* [Saved entries]
>>
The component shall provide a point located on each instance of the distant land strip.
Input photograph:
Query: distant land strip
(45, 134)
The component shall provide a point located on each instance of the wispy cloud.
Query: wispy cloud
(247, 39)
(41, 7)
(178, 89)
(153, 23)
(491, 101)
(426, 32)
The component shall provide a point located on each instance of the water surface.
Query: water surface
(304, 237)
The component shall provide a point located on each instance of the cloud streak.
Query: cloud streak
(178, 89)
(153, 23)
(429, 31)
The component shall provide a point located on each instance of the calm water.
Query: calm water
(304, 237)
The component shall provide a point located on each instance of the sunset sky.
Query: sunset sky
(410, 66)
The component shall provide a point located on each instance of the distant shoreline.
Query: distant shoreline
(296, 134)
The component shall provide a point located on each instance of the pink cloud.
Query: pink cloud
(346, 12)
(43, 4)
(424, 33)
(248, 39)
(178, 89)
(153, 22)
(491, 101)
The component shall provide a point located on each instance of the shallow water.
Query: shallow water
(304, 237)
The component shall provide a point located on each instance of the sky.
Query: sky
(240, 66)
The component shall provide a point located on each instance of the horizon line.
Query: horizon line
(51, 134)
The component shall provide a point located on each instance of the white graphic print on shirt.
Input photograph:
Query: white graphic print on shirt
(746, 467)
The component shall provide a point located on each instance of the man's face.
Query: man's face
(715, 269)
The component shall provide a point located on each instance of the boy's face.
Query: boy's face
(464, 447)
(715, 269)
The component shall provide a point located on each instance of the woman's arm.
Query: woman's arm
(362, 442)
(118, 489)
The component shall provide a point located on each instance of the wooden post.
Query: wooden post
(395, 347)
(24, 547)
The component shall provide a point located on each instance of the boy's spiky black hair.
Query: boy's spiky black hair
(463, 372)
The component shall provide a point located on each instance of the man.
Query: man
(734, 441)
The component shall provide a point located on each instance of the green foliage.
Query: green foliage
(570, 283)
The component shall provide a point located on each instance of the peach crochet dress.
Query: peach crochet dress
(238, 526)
<<
* [What is expected] Each entry should be duplicated exactly as it was given.

* [Result]
The component shall provide a point located on each instance of the distant land strip.
Input photograph:
Query: distant land strip
(45, 134)
The component shall provide a point located on each instance of the wispy cloud.
Query: wispy cloud
(247, 39)
(41, 7)
(178, 89)
(153, 23)
(491, 101)
(426, 32)
The component shall provide a point located on each instance of the water surface.
Query: water surface
(304, 237)
The component shall provide a point located on each instance of the cloud streak.
Query: cloud streak
(178, 89)
(153, 23)
(429, 31)
The component shall provide a point located on each instance of the calm water.
Query: calm water
(304, 237)
The component shall provide a point located on each instance of the sunset sky.
Query: sunset sky
(410, 66)
The component shall provide a point located on each instance of the distant shoreline.
Query: distant shoreline
(296, 134)
The component shall provide a point located on each instance of the pink cloud.
Query: pink cloud
(346, 12)
(43, 4)
(424, 33)
(248, 39)
(178, 89)
(153, 22)
(491, 101)
The component shall provide a point located on each instance of the shallow water.
Query: shallow water
(304, 237)
The component shall provide a point located on each instance of the sky.
Query: sky
(240, 66)
The component shall provide a point located on each instance of the horizon line.
Query: horizon line
(51, 134)
The component shall provide a point located on each instance of the white graphic print on shirt.
Input photograph:
Query: white graphic print on shirt
(746, 467)
The component shall provide a point located on each instance of the man's face.
Query: man's face
(715, 269)
The component shall provide a point located on each instance of the boy's face.
Query: boy's face
(464, 447)
(715, 269)
The component shall provide a point located on each instance of the woman's arm.
Query: woman's arm
(362, 442)
(118, 489)
The component shall provide a point located on each instance of the wooden post.
Query: wooden post
(395, 347)
(24, 547)
The component shall provide a point located on each instance of the boy's spiky black hair.
Query: boy's spiky black hair
(463, 372)
The component shall provide a point located on each instance of the man.
Query: man
(734, 441)
The component shall provide a point located on each instance of the green foliage.
Query: green foliage
(570, 283)
The component shall provide a point located on each instance of the peach crochet dress.
Query: peach crochet dress
(238, 526)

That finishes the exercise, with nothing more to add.